>> Start Document section

I was recently surfing the web and a headline grabbed my attention: “Mike Sexton Recalled as Poker’s Great Ambassador.” The word “ambassador” piqued my interest.

Wow! How can someone earn the title of “ambassador” for an entire sport! For anything!

Quick Research on the Poker Legend

I do not play poker, but I found myself desiring to learn more about Mike Sexton as a person. What was it about him that was so unique? Why did people like him so much? The other players even accepted losing a hand to him, as he was so humble in victory.

As I began to read more about his life, I discovered that everyone sincerely respected him.

They exclaimed:

Mike was always kind, humble, and generous to everyone.”

Mike was inspirational to everyone he met. He shared optimism and looked at everything in a positive light.”

Mike leaves a tremendous legacy for the poker world and his family.”

>> End Document section
>> Start Information provided

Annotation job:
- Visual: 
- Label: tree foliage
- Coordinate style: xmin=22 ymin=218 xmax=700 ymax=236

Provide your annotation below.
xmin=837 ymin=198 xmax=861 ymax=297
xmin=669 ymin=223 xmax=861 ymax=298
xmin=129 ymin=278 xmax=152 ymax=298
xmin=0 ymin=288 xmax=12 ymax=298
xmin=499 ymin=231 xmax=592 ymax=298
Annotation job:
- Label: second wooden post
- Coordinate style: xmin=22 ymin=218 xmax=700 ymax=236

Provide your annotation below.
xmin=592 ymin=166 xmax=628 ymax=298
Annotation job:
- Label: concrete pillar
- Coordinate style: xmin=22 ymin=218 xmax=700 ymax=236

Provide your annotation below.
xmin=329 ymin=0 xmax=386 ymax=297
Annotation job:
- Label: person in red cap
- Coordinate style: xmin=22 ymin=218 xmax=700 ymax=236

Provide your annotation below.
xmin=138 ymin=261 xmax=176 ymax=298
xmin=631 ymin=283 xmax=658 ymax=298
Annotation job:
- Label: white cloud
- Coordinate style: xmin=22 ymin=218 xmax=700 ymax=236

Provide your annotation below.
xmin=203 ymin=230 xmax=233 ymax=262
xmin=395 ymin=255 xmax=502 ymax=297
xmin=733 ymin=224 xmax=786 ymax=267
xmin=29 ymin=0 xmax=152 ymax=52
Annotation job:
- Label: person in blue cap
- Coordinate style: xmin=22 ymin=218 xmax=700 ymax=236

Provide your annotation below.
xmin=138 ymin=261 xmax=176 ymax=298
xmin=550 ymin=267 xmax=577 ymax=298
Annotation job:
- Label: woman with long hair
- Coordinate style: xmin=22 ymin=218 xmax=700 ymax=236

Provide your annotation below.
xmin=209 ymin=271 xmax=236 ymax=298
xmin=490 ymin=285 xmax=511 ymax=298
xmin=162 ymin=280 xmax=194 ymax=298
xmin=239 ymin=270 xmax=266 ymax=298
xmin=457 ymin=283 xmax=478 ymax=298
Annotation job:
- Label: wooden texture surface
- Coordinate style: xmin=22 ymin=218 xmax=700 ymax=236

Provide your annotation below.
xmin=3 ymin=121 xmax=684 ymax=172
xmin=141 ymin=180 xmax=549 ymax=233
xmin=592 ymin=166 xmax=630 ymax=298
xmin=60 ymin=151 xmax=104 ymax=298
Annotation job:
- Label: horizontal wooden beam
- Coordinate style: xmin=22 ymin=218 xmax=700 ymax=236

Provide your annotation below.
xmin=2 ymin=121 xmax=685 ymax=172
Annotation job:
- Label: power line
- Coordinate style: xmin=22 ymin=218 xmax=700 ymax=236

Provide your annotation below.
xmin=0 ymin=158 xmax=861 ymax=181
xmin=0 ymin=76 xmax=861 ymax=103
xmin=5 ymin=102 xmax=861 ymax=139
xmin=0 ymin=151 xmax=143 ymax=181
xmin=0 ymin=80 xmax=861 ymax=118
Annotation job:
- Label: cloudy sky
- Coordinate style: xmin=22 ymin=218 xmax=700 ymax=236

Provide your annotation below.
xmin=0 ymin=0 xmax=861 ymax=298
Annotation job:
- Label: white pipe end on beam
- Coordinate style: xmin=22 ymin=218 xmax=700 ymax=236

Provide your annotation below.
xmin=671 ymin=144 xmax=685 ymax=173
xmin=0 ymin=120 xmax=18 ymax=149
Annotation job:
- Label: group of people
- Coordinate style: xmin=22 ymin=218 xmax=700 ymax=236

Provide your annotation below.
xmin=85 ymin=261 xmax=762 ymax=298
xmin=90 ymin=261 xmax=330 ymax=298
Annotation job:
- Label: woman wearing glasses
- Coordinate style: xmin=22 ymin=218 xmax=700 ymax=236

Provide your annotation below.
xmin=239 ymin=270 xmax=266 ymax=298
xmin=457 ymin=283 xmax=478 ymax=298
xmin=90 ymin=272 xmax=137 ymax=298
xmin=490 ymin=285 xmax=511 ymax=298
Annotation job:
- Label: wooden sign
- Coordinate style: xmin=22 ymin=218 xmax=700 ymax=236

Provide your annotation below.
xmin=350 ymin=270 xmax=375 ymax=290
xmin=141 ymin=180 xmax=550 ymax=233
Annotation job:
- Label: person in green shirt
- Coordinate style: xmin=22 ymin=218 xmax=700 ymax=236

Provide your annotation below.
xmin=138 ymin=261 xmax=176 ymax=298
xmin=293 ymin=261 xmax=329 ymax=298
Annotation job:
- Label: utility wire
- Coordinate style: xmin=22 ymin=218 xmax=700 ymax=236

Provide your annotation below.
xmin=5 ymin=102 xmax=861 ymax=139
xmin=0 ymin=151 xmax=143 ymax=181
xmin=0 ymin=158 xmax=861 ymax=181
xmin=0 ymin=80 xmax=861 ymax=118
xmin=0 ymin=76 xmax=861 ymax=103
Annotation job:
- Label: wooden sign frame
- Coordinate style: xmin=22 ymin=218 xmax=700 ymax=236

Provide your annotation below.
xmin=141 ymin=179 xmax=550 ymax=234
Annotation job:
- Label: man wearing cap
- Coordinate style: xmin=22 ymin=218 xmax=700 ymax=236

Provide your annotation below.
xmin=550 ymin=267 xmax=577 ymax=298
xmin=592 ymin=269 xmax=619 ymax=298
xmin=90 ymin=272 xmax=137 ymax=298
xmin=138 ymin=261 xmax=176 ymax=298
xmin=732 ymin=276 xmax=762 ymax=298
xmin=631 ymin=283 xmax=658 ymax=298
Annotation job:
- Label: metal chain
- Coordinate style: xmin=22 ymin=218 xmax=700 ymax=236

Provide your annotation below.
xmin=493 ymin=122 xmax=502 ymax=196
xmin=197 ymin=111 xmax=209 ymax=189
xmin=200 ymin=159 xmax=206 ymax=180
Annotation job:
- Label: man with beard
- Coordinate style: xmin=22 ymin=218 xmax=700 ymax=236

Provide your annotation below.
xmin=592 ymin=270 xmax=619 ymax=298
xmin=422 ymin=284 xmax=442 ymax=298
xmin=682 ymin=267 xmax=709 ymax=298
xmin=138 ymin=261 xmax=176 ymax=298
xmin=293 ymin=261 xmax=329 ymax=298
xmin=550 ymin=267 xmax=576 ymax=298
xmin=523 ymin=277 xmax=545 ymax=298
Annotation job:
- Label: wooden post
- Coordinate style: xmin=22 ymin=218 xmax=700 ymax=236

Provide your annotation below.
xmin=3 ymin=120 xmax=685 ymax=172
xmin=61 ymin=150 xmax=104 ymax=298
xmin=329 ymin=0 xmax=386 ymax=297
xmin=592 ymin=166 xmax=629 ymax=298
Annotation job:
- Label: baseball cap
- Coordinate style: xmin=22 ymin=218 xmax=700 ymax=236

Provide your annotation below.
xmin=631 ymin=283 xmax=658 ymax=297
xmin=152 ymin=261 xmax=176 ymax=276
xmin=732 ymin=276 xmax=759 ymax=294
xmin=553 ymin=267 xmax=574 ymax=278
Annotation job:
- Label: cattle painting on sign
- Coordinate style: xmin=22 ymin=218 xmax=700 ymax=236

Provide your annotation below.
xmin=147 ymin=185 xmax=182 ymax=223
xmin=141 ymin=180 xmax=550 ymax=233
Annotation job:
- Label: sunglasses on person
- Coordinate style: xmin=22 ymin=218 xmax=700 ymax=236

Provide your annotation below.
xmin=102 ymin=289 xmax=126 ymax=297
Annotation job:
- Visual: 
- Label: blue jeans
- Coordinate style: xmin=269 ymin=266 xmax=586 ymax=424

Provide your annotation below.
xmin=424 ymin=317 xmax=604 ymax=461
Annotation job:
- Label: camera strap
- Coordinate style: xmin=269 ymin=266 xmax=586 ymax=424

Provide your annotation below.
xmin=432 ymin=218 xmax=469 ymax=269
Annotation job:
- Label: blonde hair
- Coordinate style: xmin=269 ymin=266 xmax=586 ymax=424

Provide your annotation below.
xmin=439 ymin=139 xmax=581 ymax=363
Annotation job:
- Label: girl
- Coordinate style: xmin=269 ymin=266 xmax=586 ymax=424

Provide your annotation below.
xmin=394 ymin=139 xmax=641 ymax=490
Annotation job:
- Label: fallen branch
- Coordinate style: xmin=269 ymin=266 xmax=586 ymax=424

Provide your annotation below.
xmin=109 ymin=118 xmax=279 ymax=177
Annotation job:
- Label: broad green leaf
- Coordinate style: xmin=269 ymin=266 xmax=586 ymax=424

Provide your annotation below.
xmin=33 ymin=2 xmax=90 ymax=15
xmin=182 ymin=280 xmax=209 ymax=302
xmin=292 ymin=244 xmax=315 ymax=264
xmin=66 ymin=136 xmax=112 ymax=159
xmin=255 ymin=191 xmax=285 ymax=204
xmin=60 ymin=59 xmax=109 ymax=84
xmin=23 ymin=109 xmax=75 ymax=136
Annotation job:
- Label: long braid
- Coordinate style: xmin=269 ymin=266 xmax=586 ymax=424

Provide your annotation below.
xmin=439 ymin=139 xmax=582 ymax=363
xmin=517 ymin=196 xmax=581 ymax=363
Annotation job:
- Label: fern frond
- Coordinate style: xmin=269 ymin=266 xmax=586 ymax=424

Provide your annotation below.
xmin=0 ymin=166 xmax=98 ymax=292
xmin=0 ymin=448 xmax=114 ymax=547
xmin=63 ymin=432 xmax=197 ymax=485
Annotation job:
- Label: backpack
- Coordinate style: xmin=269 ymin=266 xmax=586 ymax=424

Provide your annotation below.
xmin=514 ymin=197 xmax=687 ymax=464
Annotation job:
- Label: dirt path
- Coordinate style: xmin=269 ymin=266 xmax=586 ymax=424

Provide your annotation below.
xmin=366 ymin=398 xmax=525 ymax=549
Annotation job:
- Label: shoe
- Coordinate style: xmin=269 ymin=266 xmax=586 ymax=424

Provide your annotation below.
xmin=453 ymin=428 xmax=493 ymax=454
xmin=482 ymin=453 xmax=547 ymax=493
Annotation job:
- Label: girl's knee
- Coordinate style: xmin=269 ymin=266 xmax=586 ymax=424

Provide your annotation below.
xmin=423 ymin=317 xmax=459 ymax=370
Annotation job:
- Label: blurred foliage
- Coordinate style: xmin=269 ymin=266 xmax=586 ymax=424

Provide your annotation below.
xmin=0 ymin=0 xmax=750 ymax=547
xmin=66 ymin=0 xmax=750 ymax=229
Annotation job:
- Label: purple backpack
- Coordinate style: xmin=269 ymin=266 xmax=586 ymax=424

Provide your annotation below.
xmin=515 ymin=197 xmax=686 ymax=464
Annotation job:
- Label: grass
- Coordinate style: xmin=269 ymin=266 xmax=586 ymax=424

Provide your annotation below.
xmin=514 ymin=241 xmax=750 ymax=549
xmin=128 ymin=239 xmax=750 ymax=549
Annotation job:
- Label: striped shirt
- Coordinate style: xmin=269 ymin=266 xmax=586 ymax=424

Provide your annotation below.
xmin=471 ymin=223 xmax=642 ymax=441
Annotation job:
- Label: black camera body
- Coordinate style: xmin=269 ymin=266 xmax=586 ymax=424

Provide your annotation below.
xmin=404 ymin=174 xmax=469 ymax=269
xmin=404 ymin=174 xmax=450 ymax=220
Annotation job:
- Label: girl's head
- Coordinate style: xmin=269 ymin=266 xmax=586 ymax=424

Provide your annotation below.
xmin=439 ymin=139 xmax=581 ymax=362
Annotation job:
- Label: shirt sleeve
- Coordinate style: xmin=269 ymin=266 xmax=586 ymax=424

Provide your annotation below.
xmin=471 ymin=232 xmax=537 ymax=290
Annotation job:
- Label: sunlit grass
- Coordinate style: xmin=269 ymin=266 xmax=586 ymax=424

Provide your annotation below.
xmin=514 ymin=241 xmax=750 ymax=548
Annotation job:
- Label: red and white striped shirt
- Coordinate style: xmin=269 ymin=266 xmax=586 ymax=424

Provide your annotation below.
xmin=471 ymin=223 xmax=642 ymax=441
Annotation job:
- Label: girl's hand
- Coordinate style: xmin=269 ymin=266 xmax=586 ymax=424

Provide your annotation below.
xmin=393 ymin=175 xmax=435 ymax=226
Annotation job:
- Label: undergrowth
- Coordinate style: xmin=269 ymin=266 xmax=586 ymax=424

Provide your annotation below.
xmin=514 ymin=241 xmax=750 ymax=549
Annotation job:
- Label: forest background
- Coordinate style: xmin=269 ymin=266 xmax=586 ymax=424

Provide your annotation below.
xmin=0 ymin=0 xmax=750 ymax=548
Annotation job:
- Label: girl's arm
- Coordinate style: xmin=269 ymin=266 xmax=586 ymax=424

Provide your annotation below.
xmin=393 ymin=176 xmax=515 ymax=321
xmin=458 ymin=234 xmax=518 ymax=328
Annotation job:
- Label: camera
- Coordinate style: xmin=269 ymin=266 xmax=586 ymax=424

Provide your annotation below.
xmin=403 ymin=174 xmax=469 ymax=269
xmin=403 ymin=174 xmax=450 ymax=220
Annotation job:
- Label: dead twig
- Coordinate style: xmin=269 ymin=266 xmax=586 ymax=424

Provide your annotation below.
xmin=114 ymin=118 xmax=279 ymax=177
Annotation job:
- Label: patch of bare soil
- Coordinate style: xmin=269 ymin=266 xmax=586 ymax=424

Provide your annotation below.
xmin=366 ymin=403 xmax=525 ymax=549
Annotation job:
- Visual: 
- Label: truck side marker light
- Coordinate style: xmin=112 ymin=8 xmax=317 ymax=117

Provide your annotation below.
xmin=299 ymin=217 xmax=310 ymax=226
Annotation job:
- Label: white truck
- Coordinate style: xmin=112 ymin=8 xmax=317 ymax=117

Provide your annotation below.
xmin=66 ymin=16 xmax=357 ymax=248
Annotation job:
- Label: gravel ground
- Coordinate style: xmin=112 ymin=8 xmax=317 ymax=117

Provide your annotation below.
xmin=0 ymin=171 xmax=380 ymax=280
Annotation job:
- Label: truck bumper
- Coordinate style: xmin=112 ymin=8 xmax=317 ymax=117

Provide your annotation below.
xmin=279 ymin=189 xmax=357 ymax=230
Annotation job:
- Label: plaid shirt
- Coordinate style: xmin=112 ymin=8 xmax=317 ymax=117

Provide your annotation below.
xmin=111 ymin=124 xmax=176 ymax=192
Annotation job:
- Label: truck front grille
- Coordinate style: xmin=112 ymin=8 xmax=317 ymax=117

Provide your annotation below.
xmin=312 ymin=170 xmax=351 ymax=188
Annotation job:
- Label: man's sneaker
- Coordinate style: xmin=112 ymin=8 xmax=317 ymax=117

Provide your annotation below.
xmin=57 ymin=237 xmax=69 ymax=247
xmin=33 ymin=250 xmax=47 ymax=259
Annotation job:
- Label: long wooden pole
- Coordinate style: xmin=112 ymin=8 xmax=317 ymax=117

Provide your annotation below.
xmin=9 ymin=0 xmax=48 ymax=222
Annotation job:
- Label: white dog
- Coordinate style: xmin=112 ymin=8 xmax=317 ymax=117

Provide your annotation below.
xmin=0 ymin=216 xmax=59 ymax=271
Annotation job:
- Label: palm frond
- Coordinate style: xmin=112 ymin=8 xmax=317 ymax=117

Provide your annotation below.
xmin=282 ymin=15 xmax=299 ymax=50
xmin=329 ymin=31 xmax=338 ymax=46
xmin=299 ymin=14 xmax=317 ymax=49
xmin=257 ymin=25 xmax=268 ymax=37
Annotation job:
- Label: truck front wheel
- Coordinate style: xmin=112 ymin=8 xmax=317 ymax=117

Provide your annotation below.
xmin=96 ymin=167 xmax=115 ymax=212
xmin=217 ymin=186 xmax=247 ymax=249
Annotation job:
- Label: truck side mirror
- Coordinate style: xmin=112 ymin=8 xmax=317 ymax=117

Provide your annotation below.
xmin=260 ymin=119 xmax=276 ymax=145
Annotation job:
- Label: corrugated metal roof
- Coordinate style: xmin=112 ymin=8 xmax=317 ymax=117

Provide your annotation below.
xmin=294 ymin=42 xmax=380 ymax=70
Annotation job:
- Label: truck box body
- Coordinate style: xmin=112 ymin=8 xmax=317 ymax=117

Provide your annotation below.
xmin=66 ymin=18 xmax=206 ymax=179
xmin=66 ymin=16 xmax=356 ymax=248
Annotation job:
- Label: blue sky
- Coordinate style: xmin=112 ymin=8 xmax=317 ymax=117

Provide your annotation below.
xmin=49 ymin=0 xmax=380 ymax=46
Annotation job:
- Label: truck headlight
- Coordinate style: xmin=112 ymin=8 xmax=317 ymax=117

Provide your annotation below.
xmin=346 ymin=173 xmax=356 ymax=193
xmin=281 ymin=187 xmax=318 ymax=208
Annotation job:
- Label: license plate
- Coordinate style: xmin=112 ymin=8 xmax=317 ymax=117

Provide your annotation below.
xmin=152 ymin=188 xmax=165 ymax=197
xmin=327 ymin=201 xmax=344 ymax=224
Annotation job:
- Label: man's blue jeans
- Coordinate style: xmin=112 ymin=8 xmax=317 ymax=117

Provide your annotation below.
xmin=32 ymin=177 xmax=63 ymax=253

>> End Information provided

- _Work to complete_:
A. Answer these questions from the text on Mike Sexton:
(i) What did the headline that caught the writer's attention call Mike Sexton?
(ii) Does the writer play poker?
(iii) According to the quoted remarks, what does Mike leave for the poker world and his family?
B. Collect every line of the listing that contains the string "white". Case matters.
The text on Mike Sexton and the listing are unrelated to each other.

- _Correct answers_:
A.
(i) Poker's Great Ambassador
(ii) No
(iii) A tremendous legacy

B.
- Label: white cloud
- Label: white pipe end on beam
- Label: red and white striped shirt
- Label: white truck
- Label: white dog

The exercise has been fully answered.